→ **Extracted entries**
________________

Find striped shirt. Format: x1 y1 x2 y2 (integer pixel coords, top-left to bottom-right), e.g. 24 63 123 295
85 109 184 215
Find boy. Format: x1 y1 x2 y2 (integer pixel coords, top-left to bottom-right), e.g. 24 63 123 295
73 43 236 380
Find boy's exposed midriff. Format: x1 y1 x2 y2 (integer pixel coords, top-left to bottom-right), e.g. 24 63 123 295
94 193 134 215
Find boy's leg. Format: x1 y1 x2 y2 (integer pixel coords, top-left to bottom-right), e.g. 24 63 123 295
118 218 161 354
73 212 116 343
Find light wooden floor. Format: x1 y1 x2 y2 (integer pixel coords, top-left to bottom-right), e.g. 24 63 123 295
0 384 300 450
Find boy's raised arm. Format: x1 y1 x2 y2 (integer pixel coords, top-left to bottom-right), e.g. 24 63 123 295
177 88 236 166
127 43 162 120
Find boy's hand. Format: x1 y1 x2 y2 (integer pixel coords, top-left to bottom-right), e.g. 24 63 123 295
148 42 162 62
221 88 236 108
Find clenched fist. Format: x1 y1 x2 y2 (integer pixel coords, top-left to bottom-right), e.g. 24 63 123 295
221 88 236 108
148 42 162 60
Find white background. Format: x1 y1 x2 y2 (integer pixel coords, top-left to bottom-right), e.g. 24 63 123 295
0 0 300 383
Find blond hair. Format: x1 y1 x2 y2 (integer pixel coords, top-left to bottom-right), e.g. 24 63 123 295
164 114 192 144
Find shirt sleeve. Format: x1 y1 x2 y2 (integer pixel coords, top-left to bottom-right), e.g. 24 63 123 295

________________

→ **Problem description**
Update the records above by changing every "Find" to "Locate", keeping everything else the same.

→ **Solved exercise**
Locate striped shirt. Format: x1 y1 x2 y2 (integer pixel coords, top-left to bottom-right), e.g. 24 63 123 295
85 109 184 215
Locate boy. Format: x1 y1 x2 y2 (integer pixel coords, top-left to bottom-right), e.g. 24 63 123 295
73 43 236 380
Locate boy's exposed midriff. Format: x1 y1 x2 y2 (integer pixel coords, top-left to bottom-right), e.g. 24 63 123 295
94 193 134 215
Locate boy's leg. Format: x1 y1 x2 y2 (integer pixel coords, top-left to bottom-right), e.g. 24 63 123 295
118 218 161 354
73 212 116 343
Locate light wooden floor. Format: x1 y1 x2 y2 (integer pixel coords, top-left to bottom-right), e.g. 24 63 123 295
0 384 300 450
Locate boy's raised arm. Format: x1 y1 x2 y2 (integer pixel coords, top-left to bottom-right), e.g. 24 63 123 295
177 88 236 166
127 43 162 120
Locate boy's hand. Format: x1 y1 x2 y2 (integer pixel coords, top-left to bottom-right), e.g. 24 63 123 295
148 42 162 62
221 88 236 108
Locate clenched fist. Format: x1 y1 x2 y2 (integer pixel coords, top-left to bottom-right), e.g. 24 63 123 295
221 88 236 108
148 42 162 60
Locate white background. Format: x1 y1 x2 y2 (integer pixel coords, top-left to bottom-right), e.g. 24 63 123 295
0 0 300 383
Locate blond hair. Format: x1 y1 x2 y2 (integer pixel coords, top-left to bottom-right), e.g. 24 63 123 295
164 114 192 144
Locate shirt sleeve. Format: x1 y1 x2 y2 (integer pixel coords, top-left to bottom-right), e.g. 24 63 123 295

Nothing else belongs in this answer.